◆ The problem
Rescale the rows below, starting at the line containing "Practice. Pick out the white pole" and ending at the end of the rows. Repeat every line, but multiply each coordinate in the answer points by 0.45 and round to whole numbers, halves up, leaving all other numbers unchanged.
— Start —
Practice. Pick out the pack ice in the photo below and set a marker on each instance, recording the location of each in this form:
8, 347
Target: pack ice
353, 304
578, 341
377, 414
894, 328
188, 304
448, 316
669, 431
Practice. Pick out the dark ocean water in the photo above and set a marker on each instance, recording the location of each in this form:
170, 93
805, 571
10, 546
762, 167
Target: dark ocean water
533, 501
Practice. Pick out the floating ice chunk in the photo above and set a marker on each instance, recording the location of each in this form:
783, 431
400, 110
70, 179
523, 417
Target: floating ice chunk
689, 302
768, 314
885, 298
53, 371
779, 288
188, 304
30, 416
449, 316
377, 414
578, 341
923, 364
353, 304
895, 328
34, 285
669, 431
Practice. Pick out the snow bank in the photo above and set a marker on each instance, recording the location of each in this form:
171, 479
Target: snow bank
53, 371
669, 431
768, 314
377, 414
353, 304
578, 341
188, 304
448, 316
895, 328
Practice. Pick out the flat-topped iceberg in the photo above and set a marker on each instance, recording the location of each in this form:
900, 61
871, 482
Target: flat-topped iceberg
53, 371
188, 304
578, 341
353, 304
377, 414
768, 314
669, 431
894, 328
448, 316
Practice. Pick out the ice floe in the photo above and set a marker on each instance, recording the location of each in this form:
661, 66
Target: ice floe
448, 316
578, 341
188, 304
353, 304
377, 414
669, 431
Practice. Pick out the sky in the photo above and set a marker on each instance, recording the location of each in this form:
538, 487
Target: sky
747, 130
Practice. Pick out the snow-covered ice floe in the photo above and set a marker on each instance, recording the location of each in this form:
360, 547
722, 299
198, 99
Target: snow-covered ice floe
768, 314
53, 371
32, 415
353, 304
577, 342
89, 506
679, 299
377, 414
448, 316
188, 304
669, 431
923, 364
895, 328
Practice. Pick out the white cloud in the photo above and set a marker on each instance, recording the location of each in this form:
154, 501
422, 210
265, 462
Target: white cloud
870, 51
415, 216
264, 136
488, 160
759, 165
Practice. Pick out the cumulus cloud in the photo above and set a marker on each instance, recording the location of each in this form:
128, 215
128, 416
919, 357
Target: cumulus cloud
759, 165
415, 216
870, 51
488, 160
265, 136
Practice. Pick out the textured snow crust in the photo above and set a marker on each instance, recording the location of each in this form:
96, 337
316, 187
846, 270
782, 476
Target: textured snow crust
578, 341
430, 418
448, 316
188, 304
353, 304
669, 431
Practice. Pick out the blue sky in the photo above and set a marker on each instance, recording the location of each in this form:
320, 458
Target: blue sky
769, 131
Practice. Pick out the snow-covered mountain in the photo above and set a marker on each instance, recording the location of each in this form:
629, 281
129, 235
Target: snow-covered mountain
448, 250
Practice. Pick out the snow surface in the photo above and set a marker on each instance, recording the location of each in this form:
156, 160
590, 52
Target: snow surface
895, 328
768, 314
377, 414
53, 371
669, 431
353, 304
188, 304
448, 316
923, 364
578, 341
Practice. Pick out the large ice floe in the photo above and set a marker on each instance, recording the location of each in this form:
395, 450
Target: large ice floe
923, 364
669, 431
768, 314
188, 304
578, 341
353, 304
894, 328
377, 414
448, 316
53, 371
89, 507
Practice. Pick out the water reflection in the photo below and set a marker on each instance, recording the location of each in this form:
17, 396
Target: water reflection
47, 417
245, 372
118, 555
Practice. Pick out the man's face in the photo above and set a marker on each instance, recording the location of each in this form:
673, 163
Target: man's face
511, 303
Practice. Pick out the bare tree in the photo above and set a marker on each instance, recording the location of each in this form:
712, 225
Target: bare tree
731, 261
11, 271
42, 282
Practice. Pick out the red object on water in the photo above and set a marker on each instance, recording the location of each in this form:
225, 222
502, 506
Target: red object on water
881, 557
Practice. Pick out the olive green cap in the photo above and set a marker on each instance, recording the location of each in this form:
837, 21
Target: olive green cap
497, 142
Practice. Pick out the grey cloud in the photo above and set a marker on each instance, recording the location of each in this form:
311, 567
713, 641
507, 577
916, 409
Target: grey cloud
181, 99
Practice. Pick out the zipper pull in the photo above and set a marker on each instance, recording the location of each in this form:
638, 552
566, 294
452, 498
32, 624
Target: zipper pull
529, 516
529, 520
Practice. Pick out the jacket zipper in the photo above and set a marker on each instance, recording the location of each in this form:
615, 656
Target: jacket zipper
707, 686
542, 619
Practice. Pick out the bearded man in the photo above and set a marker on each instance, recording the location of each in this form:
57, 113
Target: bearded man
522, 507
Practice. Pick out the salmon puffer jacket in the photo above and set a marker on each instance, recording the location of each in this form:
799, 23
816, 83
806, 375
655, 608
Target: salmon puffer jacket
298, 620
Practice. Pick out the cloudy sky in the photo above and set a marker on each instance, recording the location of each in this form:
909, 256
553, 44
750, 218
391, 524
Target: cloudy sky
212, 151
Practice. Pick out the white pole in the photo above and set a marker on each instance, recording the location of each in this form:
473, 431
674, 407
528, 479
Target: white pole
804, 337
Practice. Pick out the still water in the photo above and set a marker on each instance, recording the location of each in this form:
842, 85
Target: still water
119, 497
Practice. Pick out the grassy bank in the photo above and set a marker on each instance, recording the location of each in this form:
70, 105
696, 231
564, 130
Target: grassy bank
— End —
◆ Written answer
Practice. Pick out the white pole in the photo above and set a marker on each instance, recording the location of each in this form:
473, 431
674, 407
528, 479
Target: white pole
362, 152
Practice. Pick out the still water in the photo above and set a marker on each instance, recording the location of each in this form:
842, 85
Target: still water
54, 224
Practice. Pick out the grassy bank in the photo above and set a marker on each instance, recording the location of each in this form:
70, 105
696, 231
564, 130
Target: grassy bank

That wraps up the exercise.